═══ Supplied data ═══

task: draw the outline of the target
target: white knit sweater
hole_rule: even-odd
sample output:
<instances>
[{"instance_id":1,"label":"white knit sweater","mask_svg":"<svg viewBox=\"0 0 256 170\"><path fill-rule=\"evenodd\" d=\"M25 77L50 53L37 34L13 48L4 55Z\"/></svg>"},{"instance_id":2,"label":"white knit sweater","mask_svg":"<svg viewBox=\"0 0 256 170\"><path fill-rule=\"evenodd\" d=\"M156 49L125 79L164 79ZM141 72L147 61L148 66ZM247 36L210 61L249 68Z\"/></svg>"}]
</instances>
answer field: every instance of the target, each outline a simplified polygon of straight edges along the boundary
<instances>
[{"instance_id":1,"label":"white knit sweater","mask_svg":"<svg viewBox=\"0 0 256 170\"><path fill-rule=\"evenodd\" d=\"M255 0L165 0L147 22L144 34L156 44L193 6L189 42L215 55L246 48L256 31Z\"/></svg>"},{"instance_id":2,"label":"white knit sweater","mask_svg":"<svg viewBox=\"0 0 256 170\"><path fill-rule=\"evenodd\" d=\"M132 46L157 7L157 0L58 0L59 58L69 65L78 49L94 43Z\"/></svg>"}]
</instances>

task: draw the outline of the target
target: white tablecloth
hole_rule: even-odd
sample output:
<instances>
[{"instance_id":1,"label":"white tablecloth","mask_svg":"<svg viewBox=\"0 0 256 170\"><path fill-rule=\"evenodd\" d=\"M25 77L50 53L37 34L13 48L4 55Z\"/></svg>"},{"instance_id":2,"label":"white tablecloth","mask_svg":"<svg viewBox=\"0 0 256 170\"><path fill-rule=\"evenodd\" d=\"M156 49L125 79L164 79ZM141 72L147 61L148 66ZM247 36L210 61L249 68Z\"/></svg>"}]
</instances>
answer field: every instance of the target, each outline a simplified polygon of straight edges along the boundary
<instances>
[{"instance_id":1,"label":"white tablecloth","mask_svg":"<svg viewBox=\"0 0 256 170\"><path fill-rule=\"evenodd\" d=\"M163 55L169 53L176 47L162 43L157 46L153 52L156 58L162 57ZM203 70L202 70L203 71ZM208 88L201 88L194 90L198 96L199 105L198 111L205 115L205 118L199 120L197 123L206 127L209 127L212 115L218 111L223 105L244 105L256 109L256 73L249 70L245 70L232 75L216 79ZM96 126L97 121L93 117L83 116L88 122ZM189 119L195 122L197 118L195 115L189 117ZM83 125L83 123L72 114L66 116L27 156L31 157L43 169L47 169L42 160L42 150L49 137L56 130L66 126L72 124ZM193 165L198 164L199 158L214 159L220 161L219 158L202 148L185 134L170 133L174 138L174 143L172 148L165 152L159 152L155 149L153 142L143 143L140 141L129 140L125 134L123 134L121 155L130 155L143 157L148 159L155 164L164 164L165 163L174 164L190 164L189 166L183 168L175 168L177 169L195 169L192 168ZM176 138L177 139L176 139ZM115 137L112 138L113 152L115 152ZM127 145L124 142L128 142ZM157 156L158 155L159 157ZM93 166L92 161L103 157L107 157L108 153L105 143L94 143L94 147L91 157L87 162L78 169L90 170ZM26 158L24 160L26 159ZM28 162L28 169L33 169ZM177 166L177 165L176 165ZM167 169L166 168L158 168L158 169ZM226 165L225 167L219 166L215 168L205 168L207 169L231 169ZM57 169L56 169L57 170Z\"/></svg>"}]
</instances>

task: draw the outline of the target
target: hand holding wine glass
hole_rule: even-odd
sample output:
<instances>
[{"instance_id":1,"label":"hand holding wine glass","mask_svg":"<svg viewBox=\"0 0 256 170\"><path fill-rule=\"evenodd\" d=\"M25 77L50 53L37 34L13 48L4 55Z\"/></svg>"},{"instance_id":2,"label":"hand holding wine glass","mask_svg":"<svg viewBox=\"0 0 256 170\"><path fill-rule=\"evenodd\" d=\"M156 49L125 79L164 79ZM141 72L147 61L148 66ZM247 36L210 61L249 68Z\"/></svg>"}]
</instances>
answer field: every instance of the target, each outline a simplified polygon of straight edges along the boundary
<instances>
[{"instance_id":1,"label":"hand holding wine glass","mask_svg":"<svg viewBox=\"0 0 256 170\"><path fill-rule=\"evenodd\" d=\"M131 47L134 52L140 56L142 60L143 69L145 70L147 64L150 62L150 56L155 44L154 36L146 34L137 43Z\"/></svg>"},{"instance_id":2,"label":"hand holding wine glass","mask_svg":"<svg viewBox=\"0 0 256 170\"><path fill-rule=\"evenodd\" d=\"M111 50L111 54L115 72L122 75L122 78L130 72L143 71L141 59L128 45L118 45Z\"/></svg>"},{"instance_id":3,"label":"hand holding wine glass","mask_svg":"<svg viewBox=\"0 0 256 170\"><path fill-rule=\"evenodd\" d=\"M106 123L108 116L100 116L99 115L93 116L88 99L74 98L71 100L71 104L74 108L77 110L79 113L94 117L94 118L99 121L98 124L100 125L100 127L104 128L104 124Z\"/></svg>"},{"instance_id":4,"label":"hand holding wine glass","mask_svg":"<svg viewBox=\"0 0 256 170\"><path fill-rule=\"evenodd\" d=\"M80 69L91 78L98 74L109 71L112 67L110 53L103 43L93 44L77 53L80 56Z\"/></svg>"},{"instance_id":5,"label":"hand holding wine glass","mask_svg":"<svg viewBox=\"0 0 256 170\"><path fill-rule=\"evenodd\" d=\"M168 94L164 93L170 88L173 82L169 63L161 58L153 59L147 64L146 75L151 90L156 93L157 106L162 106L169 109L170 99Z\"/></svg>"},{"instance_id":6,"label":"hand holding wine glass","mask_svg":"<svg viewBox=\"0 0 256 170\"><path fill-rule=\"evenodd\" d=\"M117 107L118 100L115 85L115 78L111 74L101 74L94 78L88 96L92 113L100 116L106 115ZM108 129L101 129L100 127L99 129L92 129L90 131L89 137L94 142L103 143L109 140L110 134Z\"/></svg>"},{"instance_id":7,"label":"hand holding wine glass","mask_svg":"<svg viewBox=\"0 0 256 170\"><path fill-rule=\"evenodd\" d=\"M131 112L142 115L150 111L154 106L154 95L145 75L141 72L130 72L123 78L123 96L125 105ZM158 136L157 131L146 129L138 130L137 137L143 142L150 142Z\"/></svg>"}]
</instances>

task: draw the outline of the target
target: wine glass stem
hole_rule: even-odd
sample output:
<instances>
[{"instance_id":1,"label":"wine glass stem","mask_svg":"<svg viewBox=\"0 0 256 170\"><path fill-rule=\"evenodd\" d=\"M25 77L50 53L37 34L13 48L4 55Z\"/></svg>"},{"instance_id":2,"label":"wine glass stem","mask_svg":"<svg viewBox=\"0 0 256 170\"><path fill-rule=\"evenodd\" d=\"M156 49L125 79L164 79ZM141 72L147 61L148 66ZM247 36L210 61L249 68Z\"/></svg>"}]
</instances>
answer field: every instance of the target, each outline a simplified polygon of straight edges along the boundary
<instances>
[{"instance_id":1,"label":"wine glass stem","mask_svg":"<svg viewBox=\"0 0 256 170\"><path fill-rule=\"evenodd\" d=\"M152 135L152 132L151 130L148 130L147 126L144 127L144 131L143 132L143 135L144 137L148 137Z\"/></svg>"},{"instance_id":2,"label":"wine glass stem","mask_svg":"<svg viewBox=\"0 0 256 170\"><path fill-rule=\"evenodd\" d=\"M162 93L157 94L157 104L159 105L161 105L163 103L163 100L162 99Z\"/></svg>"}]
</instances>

═══

→ **Aim of the task**: Count how many lines of the listing contain the string "stem". Reply with the number alone.

→ **Problem solution**: 3